▸ **INFORMATION**
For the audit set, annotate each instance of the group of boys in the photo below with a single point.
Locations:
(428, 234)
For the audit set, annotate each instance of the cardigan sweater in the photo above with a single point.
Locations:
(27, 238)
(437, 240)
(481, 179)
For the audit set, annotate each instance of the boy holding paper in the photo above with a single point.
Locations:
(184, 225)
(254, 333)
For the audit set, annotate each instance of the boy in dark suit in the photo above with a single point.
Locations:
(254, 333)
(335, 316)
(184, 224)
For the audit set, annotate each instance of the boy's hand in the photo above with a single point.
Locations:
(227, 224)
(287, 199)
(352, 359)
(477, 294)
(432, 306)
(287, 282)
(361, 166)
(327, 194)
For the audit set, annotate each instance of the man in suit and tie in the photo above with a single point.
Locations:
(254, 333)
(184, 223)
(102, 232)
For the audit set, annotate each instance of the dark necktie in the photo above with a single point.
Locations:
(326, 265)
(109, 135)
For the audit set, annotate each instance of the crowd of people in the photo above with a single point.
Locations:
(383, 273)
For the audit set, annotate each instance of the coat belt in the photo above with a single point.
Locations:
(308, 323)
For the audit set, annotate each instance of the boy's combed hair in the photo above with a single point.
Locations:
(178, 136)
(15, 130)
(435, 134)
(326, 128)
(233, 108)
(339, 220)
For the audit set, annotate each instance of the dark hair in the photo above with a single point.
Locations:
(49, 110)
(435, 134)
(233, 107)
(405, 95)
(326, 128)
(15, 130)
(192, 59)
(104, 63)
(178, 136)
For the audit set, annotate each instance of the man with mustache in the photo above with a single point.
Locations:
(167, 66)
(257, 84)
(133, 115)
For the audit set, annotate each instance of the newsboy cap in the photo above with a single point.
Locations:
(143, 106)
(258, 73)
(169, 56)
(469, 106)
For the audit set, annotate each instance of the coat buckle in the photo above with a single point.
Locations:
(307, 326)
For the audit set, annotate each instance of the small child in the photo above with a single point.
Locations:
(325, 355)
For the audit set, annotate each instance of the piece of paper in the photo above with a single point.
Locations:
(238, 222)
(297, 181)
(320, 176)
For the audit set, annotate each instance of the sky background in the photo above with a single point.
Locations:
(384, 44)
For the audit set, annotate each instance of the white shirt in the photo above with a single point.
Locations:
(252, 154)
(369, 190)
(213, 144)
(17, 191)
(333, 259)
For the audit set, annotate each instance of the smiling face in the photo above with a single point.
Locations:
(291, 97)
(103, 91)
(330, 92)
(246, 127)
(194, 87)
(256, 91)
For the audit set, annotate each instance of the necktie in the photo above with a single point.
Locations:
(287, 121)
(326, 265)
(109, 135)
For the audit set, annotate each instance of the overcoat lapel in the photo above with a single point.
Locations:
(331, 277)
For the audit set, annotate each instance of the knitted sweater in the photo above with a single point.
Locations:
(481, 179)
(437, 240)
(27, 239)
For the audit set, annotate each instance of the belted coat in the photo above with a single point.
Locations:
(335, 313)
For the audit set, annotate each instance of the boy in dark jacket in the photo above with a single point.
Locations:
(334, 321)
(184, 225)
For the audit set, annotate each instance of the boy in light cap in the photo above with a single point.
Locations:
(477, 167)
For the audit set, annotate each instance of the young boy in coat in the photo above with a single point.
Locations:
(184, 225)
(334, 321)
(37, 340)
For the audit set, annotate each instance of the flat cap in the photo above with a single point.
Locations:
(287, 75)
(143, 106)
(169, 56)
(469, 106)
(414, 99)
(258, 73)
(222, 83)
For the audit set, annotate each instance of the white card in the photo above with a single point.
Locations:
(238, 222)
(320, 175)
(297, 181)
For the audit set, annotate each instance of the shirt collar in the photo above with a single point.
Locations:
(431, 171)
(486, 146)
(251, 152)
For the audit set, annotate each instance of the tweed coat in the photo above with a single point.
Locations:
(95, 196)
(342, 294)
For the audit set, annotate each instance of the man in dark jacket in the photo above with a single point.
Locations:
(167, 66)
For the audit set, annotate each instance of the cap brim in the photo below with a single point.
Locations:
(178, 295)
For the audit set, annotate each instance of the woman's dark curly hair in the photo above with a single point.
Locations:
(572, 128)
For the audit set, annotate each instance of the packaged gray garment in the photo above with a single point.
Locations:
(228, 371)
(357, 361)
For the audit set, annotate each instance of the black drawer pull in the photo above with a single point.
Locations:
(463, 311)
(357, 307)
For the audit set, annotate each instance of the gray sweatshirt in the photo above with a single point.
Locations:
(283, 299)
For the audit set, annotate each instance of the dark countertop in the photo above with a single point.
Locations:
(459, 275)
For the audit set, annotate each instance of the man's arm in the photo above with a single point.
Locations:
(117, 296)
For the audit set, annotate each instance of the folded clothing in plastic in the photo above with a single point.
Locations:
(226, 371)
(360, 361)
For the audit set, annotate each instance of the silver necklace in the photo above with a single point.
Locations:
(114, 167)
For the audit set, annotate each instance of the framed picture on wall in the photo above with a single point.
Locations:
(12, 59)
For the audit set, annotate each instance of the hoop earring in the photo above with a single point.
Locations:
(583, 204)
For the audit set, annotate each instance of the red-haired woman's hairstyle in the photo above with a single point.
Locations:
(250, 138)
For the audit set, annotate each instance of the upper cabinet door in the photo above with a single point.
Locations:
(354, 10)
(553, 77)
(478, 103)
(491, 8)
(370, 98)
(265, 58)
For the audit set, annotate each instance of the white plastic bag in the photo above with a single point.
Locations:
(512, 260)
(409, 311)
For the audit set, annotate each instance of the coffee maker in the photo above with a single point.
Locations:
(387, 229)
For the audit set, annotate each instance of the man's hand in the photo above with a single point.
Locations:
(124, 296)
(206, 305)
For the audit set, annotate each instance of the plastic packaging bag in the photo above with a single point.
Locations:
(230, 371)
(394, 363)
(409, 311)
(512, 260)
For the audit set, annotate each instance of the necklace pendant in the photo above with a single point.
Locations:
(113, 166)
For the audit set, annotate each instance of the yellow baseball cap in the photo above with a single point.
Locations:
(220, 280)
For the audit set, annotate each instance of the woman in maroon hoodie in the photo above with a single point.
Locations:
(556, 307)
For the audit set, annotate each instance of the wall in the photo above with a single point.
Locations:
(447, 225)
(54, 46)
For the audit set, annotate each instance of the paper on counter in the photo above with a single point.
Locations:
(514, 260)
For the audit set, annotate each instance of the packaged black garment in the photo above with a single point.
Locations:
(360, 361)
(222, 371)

▸ **ACTIVITY**
Transcribe the entire listing above.

▸ **SOLUTION TO THE EXERCISE**
For the audit set, annotate each instance of the group of boys in the photo below with a single point.
Locations:
(428, 234)
For the audit set, annotate each instance of the cardigan sweater in the photo above with a single point.
Locations:
(27, 238)
(437, 240)
(481, 179)
For the audit set, annotate each instance of the boy holding paper in the photo above with a single point.
Locations:
(184, 225)
(254, 333)
For the audit set, annotate each instance of the boy in dark suit in the photo above with a single point.
Locations:
(254, 333)
(335, 316)
(184, 224)
For the audit set, annotate each instance of the boy's hand in the photo above with a single point.
Locations:
(227, 224)
(287, 199)
(352, 359)
(477, 294)
(432, 306)
(287, 282)
(361, 166)
(327, 194)
For the audit set, annotate each instance of the man in suit and tie in the photo above with a single point.
Locations:
(254, 333)
(184, 223)
(102, 232)
For the audit set, annotate each instance of the dark necktie in the photo above with a single point.
Locations:
(326, 265)
(109, 135)
For the audit set, annotate each instance of the crowd of people in the photo above with a single point.
Locations:
(383, 273)
For the audit set, annotate each instance of the coat belt in the photo above with a single point.
Locations:
(308, 323)
For the audit set, annotate each instance of the boy's combed hair in the photo above with a single point.
Locations:
(178, 136)
(15, 130)
(435, 134)
(326, 128)
(233, 108)
(339, 220)
For the audit set, annotate each instance of the dark hair in the photo above with a single point.
Locations:
(49, 110)
(435, 134)
(233, 107)
(405, 95)
(326, 128)
(15, 130)
(192, 59)
(104, 63)
(178, 136)
For the audit set, annotate each instance of the man with mustache in the photo above with a single point.
Locations:
(167, 66)
(257, 84)
(133, 115)
For the audit set, annotate each instance of the newsboy cap in the photo above with a single point.
Locations:
(143, 106)
(258, 73)
(169, 56)
(469, 106)
For the audit set, annotate each instance of the coat buckle in the photo above with a single point.
Locations:
(307, 326)
For the audit set, annotate each instance of the small child in the photo above with a single point.
Locations:
(325, 355)
For the audit set, annotate each instance of the piece of paper in the photo above with a single point.
Locations:
(238, 222)
(297, 181)
(320, 176)
For the audit set, annotate each instance of the sky background in the photo above with a single point.
Locations:
(384, 44)
For the audit set, annotate each instance of the white shirt in the photo above with a single point.
Locations:
(252, 154)
(369, 190)
(213, 144)
(17, 191)
(333, 259)
For the audit set, annotate each instance of the smiling face in the photo above with a single point.
Locations:
(291, 97)
(103, 91)
(330, 92)
(246, 127)
(194, 87)
(256, 91)
For the audit set, annotate each instance of the necktie in the photo above with a single point.
Locations:
(287, 121)
(326, 265)
(109, 135)
For the audit set, annotate each instance of the overcoat lapel in the photo above with a single point.
Locations:
(331, 277)
For the audit set, annotate each instance of the knitted sweater in the photo above with a single point.
Locations:
(481, 179)
(437, 240)
(27, 239)
For the audit set, annotate each instance of the belted coat in the photo above with a single point.
Locations:
(335, 313)
For the audit set, annotate each instance of the boy in dark jacket in the photo above with a single point.
Locations:
(334, 321)
(184, 225)
For the audit set, annotate each instance of the boy in light cap in the photo above with a single point.
Locations:
(477, 167)
For the audit set, annotate each instance of the young boy in coat in the photo above with a single point.
Locations:
(184, 225)
(334, 321)
(37, 340)
For the audit set, annotate each instance of the flat cap in the photo above with a single point.
Locations:
(287, 75)
(143, 106)
(169, 56)
(469, 106)
(414, 99)
(258, 73)
(222, 83)
For the audit set, annotate each instance of the white card in the photo above with a single point.
Locations:
(238, 222)
(320, 175)
(297, 181)
For the audit set, annotate each instance of the shirt collar in the photo above with a single point.
Locations:
(431, 171)
(486, 146)
(251, 152)
For the audit set, annotate each instance of the tweed coat in the photo above with a single point.
Locations:
(95, 196)
(342, 294)
For the audit set, annotate each instance of the man in dark jacket in the photo above with a single point.
Locations:
(167, 66)
For the audit set, annotate each instance of the cap brim in the photo below with a single point.
Locations:
(178, 295)
For the audit set, annotate each instance of the woman's dark curly hair in the photo above with a single point.
Locations:
(572, 128)
For the audit set, annotate each instance of the packaged gray garment in the photo above with a single point.
Locations:
(228, 371)
(357, 361)
For the audit set, annotate each instance of the black drawer pull in the photo above with a single point.
Locations:
(463, 311)
(357, 307)
For the audit set, annotate each instance of the gray sweatshirt in the photo above with a single point.
Locations:
(283, 299)
For the audit set, annotate each instance of the dark countertop in the photo above with a single point.
Locations:
(459, 275)
For the audit set, annotate each instance of the man's arm in the photo above with a single point.
Locations:
(117, 296)
For the audit set, annotate each instance of the folded clothing in plastic in the photo above with a single point.
Locations:
(226, 371)
(360, 361)
For the audit set, annotate each instance of the silver necklace in the photo above with a single point.
Locations:
(114, 167)
For the audit set, annotate each instance of the framed picture on wall in the photo above with a single point.
Locations:
(12, 59)
For the audit set, annotate each instance of the hoop earring in the photo above with a single point.
Locations:
(583, 204)
For the audit set, annotate each instance of the red-haired woman's hairstyle in the photo above with a single point.
Locations:
(250, 138)
For the audit set, annotate each instance of the upper cabinet door in the photo above with a single point.
Locations:
(354, 10)
(553, 77)
(478, 103)
(491, 8)
(370, 98)
(265, 58)
For the audit set, annotate each instance of the white plastic bag in the photo above with a single point.
Locations:
(512, 260)
(409, 311)
For the audit set, annotate each instance of the coffee maker in the photo above with a single point.
Locations:
(387, 229)
For the audit set, annotate each instance of the man's hand in the photo above with a single point.
Locations:
(124, 296)
(206, 305)
For the audit set, annotate each instance of the plastic packaging bag in the photo above with a single point.
Locations:
(230, 371)
(394, 363)
(409, 311)
(512, 260)
For the audit set, annotate each instance of the necklace pendant in the photo above with a single point.
Locations:
(113, 166)
For the audit set, annotate each instance of the yellow baseball cap in the photo above with a single point.
Locations:
(220, 280)
For the audit set, annotate each instance of the woman in maroon hoodie in the photo above with a single point.
Locations:
(556, 307)
For the audit set, annotate each instance of the wall in the photo above with a single point.
Locations:
(447, 225)
(54, 46)
For the audit set, annotate each instance of the paper on counter in the photo above with a single point.
Locations:
(514, 260)
For the audit set, annotate each instance of the packaged black garment in the photo above with a single point.
Locations:
(360, 361)
(222, 371)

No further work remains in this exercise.